EXERCISE DIRECTIONS: Retype word for word the lines of the listing below, starting with the line that contains "Which part of this frame contains the decorative" and going on through the end of the listing.

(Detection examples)
◇ ◇ ◇ ◇

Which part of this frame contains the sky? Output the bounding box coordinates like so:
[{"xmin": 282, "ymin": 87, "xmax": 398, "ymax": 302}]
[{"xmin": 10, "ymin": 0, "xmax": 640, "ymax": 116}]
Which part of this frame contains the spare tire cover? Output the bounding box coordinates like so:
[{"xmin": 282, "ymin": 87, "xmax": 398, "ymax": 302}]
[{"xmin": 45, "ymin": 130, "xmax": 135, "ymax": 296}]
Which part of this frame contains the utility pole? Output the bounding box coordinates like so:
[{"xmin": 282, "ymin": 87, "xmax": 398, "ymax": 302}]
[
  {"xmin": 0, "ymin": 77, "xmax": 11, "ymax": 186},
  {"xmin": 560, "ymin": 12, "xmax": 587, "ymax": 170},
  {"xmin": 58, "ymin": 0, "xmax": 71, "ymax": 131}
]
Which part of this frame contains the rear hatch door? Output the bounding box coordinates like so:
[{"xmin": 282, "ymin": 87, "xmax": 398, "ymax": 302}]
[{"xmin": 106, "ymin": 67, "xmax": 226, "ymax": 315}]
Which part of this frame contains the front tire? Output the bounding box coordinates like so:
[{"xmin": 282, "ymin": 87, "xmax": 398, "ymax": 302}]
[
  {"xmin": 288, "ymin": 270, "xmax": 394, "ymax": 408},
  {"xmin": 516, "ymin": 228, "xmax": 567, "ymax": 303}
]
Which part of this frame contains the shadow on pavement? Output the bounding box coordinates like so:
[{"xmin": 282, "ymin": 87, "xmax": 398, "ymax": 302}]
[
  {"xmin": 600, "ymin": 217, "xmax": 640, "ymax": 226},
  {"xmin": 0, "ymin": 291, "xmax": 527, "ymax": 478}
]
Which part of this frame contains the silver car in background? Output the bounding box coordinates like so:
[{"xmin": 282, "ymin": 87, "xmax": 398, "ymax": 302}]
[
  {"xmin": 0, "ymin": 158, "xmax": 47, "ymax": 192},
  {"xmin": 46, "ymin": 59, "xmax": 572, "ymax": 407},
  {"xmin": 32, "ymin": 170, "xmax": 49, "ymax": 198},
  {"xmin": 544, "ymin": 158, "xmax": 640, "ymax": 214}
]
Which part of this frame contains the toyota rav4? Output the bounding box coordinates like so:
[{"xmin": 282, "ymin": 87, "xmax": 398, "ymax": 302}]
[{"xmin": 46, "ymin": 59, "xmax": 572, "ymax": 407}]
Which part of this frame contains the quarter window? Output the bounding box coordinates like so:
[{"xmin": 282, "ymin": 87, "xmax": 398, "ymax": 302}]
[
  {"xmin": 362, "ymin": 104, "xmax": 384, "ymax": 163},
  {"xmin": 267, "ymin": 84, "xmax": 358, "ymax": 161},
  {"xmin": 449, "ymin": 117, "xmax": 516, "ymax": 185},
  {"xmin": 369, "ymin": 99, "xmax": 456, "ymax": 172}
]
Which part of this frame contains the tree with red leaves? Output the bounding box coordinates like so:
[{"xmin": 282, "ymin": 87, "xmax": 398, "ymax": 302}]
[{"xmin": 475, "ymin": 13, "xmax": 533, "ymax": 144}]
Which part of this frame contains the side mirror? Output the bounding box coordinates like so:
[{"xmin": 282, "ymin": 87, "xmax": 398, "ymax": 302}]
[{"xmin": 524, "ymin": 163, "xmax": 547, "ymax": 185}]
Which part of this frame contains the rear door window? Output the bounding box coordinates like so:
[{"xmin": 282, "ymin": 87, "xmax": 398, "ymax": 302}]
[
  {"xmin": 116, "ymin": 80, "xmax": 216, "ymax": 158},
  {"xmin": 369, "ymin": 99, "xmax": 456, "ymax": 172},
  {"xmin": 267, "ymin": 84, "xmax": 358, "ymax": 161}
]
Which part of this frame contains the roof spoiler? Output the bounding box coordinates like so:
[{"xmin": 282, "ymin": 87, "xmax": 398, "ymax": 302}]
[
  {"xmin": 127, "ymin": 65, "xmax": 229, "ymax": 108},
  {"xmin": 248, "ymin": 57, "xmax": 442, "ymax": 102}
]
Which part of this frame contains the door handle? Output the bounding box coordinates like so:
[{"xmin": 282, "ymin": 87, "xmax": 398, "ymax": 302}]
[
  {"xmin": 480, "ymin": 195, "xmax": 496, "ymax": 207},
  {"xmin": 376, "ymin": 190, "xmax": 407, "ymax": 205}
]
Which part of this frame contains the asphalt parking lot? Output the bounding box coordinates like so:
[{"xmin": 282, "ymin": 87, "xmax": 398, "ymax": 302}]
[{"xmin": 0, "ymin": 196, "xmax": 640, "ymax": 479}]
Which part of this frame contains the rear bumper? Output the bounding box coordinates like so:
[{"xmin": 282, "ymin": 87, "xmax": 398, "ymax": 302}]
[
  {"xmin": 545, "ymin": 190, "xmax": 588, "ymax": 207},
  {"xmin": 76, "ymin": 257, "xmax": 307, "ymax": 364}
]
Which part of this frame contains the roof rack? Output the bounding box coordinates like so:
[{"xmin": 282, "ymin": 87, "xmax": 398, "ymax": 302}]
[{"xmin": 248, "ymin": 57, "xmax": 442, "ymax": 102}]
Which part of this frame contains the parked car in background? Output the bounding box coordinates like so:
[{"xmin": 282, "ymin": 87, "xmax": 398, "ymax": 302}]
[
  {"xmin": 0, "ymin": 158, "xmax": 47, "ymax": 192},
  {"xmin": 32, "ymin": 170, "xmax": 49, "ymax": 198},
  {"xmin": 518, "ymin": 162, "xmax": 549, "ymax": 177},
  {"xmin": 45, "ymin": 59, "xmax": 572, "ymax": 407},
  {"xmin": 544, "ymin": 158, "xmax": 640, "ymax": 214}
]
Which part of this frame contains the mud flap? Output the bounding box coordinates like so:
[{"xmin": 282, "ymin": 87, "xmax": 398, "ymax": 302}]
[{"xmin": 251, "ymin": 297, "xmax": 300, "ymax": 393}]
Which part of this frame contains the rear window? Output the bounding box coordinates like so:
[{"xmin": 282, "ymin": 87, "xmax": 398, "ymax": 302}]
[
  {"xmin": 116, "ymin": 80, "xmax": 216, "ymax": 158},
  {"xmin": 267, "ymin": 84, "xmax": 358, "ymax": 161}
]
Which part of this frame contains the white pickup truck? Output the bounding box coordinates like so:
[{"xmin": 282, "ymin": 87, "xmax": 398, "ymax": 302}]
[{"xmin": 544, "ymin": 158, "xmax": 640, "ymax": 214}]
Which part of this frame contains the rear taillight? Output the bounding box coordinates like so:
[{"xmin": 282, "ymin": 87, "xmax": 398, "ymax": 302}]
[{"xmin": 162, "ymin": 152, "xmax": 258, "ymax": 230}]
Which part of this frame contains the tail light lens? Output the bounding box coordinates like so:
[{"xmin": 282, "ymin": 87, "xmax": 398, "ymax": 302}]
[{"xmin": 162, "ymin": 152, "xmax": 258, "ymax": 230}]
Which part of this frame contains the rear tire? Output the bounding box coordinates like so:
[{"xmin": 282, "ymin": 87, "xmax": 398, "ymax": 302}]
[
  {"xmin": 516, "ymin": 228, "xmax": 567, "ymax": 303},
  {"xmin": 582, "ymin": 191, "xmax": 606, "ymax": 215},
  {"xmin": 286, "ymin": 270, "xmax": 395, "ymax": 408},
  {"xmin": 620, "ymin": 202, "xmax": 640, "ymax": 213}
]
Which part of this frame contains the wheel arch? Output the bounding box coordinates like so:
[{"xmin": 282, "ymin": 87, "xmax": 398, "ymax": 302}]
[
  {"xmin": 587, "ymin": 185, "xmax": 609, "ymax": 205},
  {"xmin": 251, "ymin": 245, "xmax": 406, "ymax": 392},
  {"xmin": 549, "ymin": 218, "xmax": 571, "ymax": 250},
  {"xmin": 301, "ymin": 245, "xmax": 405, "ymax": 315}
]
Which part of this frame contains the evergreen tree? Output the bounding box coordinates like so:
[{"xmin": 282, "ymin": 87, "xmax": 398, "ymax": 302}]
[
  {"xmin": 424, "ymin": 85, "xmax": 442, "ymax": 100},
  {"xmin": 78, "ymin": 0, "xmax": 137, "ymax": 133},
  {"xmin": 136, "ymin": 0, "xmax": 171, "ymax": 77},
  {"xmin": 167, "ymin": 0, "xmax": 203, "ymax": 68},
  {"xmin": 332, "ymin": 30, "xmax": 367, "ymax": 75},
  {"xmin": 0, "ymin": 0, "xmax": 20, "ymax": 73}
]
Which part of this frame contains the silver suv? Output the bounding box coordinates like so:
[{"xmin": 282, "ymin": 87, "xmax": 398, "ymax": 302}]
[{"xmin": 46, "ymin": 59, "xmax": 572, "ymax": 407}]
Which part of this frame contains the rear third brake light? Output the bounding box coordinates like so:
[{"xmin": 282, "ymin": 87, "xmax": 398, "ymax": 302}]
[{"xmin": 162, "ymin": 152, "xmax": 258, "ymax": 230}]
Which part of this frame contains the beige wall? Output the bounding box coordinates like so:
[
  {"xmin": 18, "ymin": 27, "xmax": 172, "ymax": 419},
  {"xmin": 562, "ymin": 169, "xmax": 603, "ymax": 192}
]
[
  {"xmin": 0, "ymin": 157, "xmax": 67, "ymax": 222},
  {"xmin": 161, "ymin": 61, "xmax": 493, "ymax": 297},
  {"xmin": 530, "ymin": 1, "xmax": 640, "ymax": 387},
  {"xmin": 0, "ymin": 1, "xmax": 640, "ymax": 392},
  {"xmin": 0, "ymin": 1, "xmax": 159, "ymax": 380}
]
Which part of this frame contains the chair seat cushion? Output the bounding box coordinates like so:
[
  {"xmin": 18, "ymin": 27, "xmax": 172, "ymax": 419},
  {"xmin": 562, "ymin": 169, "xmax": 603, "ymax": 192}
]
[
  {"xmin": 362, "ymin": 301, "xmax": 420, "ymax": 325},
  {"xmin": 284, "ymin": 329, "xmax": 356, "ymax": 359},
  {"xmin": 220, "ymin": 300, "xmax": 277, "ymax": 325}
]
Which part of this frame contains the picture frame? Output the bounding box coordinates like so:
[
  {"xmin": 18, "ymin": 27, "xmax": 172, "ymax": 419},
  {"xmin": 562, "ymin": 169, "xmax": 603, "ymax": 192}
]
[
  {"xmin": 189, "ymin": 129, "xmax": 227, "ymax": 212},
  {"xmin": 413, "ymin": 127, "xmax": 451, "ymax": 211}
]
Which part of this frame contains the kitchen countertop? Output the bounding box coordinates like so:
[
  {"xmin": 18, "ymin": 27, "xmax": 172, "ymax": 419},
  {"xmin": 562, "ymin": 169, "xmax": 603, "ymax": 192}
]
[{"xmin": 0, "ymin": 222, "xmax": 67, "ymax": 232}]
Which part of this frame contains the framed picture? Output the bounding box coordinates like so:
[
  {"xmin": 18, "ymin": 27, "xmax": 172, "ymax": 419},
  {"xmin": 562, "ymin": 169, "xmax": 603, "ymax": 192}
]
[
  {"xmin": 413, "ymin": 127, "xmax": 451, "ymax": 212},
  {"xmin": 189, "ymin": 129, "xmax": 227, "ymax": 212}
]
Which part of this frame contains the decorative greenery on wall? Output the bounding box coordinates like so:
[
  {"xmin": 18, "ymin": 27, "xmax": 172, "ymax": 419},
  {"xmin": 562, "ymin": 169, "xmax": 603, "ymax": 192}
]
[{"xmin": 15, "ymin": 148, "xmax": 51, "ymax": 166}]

◇ ◇ ◇ ◇

TASK RESPONSE:
Which part of this frame contains the decorative greenery on wall? Output the bounding box coordinates like so:
[
  {"xmin": 18, "ymin": 27, "xmax": 172, "ymax": 419},
  {"xmin": 562, "ymin": 169, "xmax": 603, "ymax": 192}
]
[{"xmin": 15, "ymin": 148, "xmax": 51, "ymax": 166}]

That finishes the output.